(Coordinate annotation records)
==*==
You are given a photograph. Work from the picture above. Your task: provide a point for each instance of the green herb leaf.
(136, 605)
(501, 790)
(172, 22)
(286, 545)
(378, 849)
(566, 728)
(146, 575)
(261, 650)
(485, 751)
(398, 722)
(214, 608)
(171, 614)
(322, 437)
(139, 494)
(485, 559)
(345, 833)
==*==
Exercise:
Present the lines of the listing as a numbered list, omitting any blank lines.

Correct result:
1. You are given a photograph. Work from the picture above. Your task: provide a point for each instance of the green herb leaf.
2. (136, 605)
3. (501, 790)
4. (172, 22)
5. (286, 545)
6. (378, 849)
7. (566, 728)
8. (146, 575)
9. (261, 650)
10. (485, 751)
11. (398, 722)
12. (214, 608)
13. (171, 614)
14. (322, 437)
15. (139, 494)
16. (485, 559)
17. (345, 833)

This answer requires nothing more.